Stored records
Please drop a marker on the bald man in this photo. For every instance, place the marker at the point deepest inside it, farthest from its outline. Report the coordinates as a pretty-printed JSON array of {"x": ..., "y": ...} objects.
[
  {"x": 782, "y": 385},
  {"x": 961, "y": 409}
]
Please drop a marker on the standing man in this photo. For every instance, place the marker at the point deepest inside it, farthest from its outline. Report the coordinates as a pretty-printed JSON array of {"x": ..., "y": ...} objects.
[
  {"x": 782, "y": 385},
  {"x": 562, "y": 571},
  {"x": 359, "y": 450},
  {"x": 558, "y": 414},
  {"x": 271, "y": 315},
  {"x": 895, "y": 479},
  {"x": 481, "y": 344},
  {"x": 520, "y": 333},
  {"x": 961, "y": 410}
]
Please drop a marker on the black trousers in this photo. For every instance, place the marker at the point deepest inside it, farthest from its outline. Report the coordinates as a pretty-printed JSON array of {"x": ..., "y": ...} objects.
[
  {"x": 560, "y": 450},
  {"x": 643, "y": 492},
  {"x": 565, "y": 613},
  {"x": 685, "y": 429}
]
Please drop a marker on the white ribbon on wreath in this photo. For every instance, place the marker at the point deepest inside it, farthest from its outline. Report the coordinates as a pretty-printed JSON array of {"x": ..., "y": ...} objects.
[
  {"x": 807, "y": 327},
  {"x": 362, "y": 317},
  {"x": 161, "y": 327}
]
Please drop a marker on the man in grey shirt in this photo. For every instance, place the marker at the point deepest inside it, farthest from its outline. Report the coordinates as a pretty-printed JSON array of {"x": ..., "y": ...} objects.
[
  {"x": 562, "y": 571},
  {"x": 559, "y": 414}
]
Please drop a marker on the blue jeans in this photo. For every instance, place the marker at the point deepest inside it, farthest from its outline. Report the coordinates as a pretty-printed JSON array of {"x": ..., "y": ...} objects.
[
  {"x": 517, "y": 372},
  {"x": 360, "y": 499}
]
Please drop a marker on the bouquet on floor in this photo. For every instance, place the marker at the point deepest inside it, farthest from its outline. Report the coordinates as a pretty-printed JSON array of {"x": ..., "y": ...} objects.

Assignment.
Copy, character for character, the lines from the line that holds "Please drop a marker on the man" through the final line of the records above.

Task answer.
Please drop a marker on the man in grey shirt in this photo. For every instance, place the marker at the point deepest inside it, farthest from its outline. Report the coordinates as a pretty-printed JSON array of {"x": ..., "y": ...} objects.
[
  {"x": 562, "y": 571},
  {"x": 559, "y": 414}
]
Please drop a marker on the blue jeans in this photo. For every instance, place the marker at the point deepest inside it, farthest from its outline. Report the coordinates as a pretty-printed JSON array of {"x": ..., "y": ...} objects.
[
  {"x": 517, "y": 372},
  {"x": 360, "y": 499}
]
Please drop a marker on the bouquet on floor in this photo. For every instance, place the marker at the point deepest inside it, farthest from its outline. Report the coordinates as a pretty-printed JSON array of {"x": ..., "y": ...} objects.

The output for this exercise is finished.